What you will do | Your answer should be the lines of the material that include the word "below".

┌──

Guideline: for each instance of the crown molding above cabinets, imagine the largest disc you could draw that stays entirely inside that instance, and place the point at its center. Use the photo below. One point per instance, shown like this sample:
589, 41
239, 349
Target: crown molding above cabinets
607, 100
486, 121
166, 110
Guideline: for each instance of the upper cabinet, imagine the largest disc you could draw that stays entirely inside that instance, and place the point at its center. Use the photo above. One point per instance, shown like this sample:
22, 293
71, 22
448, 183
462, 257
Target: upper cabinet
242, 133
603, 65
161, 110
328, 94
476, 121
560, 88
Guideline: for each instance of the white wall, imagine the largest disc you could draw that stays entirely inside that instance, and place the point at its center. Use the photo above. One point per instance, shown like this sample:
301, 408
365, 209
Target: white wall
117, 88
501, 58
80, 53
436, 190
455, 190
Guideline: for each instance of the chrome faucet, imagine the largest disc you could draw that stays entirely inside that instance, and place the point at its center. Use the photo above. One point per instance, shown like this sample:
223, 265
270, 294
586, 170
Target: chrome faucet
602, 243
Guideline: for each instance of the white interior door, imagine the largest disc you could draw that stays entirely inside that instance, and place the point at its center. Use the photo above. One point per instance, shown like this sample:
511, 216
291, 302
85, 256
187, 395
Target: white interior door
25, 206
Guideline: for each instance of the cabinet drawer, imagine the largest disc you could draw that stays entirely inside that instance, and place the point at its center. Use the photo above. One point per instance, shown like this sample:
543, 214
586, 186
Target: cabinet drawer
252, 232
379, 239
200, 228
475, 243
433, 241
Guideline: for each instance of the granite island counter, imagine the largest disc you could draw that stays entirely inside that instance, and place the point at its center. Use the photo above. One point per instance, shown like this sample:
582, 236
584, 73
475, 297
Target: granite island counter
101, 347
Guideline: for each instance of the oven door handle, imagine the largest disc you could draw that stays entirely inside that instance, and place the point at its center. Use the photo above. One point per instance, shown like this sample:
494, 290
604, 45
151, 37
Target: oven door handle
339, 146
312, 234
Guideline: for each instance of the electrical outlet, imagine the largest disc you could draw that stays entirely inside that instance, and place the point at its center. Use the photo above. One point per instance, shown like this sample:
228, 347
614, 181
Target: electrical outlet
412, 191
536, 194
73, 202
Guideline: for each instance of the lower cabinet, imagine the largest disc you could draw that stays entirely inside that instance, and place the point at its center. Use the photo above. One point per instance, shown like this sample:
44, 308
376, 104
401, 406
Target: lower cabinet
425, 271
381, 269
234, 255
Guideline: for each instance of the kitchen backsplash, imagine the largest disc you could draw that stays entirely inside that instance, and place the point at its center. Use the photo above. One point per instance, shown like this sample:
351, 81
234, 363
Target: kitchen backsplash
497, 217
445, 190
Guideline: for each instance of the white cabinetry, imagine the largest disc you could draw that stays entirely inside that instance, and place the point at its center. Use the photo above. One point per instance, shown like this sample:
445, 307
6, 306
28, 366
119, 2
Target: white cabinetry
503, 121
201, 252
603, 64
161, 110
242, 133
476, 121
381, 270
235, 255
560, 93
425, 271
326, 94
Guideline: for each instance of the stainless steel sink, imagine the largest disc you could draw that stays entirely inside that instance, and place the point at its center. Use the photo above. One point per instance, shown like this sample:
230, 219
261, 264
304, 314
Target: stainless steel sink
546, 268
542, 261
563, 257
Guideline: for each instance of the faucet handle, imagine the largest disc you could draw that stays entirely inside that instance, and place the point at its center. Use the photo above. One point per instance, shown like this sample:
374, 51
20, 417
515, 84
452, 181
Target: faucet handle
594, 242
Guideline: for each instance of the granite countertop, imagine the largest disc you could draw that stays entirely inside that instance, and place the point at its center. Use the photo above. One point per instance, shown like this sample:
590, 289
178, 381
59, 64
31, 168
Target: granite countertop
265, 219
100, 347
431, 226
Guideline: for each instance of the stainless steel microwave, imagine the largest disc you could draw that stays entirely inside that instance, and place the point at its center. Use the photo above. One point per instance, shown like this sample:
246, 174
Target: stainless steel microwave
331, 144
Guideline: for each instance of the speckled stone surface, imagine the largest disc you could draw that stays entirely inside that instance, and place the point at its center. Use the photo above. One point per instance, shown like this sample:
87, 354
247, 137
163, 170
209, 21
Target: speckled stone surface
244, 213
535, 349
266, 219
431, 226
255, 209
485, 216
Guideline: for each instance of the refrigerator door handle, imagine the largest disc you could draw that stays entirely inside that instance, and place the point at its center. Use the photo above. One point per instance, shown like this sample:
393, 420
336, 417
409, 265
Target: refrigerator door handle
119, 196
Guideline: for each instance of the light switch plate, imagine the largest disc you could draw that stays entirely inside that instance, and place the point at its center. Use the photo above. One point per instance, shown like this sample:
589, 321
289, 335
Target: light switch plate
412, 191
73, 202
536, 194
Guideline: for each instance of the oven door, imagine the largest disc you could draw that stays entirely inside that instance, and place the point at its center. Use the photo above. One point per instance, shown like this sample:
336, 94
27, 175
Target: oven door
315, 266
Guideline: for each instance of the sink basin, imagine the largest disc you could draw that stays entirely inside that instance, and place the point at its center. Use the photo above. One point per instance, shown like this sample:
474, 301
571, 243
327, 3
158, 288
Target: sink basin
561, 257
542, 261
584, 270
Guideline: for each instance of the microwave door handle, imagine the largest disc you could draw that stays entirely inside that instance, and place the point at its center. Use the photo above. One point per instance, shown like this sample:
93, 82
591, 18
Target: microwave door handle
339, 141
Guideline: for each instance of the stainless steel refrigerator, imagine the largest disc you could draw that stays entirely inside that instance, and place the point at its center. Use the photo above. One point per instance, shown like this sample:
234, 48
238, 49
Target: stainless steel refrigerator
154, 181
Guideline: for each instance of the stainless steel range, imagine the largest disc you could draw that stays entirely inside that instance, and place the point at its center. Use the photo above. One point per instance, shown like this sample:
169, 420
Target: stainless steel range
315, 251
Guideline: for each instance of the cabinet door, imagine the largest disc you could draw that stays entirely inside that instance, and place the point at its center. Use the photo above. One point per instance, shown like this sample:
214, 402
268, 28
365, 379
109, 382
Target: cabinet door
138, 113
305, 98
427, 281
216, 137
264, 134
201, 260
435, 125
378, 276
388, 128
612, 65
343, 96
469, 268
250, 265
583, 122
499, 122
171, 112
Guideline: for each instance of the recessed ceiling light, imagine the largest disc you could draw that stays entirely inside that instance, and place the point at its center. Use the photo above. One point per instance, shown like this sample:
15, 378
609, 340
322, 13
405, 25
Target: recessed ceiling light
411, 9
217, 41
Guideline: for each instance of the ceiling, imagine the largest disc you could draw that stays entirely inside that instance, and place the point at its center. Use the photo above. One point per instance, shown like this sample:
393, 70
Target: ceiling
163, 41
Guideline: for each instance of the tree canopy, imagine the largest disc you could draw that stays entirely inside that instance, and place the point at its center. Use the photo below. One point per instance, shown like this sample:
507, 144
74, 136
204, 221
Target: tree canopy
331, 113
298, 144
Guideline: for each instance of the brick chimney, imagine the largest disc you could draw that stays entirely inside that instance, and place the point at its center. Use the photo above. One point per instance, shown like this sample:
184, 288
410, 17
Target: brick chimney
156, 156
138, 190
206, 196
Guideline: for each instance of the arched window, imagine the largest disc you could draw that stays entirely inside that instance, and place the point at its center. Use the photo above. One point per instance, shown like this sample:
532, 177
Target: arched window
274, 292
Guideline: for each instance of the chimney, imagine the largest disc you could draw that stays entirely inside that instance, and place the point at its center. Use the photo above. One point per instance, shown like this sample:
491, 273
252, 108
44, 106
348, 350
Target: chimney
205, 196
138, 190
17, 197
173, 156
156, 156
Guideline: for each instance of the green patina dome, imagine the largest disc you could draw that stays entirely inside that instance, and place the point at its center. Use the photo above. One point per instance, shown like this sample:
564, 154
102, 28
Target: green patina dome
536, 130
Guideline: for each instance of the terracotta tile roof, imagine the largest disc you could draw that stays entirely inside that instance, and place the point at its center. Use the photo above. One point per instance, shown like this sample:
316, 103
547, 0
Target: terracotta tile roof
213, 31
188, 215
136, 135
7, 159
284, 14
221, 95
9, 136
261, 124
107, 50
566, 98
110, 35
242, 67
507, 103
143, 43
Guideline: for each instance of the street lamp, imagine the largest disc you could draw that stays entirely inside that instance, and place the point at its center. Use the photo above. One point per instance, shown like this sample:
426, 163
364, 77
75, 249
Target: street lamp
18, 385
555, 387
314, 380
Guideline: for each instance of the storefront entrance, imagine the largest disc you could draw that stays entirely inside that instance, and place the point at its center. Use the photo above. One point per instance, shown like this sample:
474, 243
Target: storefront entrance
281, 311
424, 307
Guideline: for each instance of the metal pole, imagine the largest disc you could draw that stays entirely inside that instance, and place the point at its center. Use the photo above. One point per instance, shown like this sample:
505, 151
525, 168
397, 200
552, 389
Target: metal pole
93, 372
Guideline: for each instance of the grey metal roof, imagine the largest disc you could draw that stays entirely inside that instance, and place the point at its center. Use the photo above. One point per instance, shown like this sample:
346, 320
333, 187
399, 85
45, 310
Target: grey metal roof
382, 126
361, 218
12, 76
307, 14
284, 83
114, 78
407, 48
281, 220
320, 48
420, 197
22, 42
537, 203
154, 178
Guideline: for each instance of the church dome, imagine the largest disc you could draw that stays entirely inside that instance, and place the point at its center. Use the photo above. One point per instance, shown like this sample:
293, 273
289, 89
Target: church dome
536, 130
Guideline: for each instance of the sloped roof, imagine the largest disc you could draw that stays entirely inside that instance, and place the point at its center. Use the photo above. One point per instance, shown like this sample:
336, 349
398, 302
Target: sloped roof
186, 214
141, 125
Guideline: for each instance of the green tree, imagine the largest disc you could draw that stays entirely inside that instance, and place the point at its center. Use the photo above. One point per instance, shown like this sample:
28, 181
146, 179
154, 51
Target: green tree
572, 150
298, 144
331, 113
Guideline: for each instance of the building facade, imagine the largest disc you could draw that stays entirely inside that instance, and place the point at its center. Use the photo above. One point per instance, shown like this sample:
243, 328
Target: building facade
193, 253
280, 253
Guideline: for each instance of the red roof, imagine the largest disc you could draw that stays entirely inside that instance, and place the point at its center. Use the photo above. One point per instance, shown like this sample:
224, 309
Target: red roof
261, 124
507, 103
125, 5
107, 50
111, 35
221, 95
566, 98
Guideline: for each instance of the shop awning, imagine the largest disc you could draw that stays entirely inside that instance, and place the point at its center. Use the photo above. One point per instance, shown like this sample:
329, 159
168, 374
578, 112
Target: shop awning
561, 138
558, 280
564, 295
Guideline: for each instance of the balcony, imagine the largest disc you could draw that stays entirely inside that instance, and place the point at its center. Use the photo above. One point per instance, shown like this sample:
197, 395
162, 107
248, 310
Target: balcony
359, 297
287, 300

└──

Your response |
Guideline: for each instance of the crown molding above cabinets, imagine the largest disc you could draw that stays entirely inside that instance, and place the point at its center. Use the photo below. One point per instance, shown like this sample:
Guideline: for each instance of the tree canopy, imagine the largest disc you could draw that stays entirely inside that instance, and place the point at its center. Use the photo below. One point per instance, shown like this sample:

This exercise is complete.